▶ **Teks Bacaan**:
*-*-*

Banyak orang hanya mengenal Lembaga Penjamin Simpanan (LPS) sebagai penjamin dana masyarakat di Bank. Padahal, kita juga punya Lembaga Perlindungan Saksi dan Korban (LPSK) yang berfungsi atau fungsinya sama penting, meski di ranah yang berbeda. LPS menjaga simpanan masyarakat agar tetap aman, sedangkan LPSK menjaga keberanian Saksi dan pemulihan Korban agar hukum bisa ditegakkan dengan adil.
Namun perbedaan besar. LPS sudah masuk ke dalam Komite Stabilitas Keuangan (KSSK) bersama Kementerian Keuangan, Bank Indonesia, dan OJK. Kehadirannya menjadi bagian resmi dari "Jaring Pengamanan" Keuangan Nasional. Sementara LPSK belum punya forum setara dalam sistem peradilan pidana. Koordinasi LPSK dengan Polisi, Jaksa, atau Pengadilan masih bersifat terbatas dan kasus per kasus. Padahal tanpa perlindungan Saksi dan Korban, sistem hukum kita rapuh. Banyak Saksi takut bersuara, banyak Korban tidak mendapatkan pemulihan, dan akhirnya banyak kasus besar berakhir tanpa Keadilan.

*-*-*

Cuplikan set data pelabelan titik
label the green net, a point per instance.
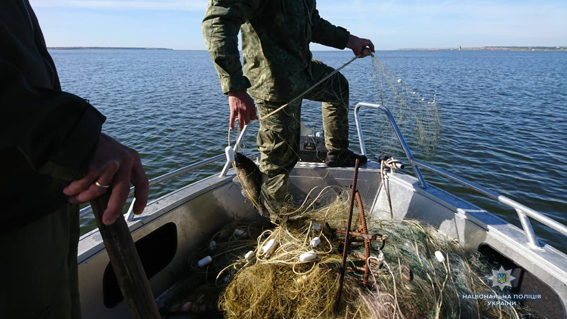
(407, 278)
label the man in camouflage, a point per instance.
(277, 67)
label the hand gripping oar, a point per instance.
(126, 263)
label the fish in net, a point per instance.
(260, 271)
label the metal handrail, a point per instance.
(523, 211)
(165, 177)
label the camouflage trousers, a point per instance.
(278, 136)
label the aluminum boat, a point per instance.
(175, 225)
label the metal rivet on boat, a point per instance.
(205, 261)
(308, 256)
(440, 257)
(315, 242)
(270, 246)
(249, 255)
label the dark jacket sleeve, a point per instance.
(220, 30)
(328, 34)
(56, 132)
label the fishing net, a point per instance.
(417, 117)
(263, 272)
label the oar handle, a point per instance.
(127, 266)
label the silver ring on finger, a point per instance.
(101, 185)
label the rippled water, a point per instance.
(503, 114)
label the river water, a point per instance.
(503, 115)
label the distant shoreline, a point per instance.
(104, 48)
(486, 48)
(490, 48)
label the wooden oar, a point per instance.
(126, 263)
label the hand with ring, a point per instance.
(113, 166)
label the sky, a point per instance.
(391, 25)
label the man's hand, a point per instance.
(242, 108)
(113, 165)
(362, 47)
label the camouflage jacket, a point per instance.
(275, 44)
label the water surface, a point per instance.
(503, 115)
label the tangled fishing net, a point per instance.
(292, 270)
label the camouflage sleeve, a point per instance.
(221, 25)
(328, 34)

*-*-*

▶ **Petunjuk Pengerjaan**:
**a.** Menurut teks tentang LPS dan LPSK, bersama lembaga apa saja LPS masuk ke dalam Komite Stabilitas Keuangan?
**b.** Tuliskan ulang secara persis bagian dari teks tentang LPS dan LPSK, dimulai pada kata-kata yang memuat "Banyak orang hanya" dan berhenti setelah "ditegakkan dengan adil.".
Entri tersebut merupakan bahan tersendiri yang terpisah dari teks tentang LPS dan LPSK.

▶ **Jawaban Berurutan**:
**a.** Kementerian Keuangan, Bank Indonesia, dan OJK.

**b.**
Banyak orang hanya mengenal Lembaga Penjamin Simpanan (LPS) sebagai penjamin dana masyarakat di Bank. Padahal, kita juga punya Lembaga Perlindungan Saksi dan Korban (LPSK) yang berfungsi atau fungsinya sama penting, meski di ranah yang berbeda. LPS menjaga simpanan masyarakat agar tetap aman, sedangkan LPSK menjaga keberanian Saksi dan pemulihan Korban agar hukum bisa ditegakkan dengan adil.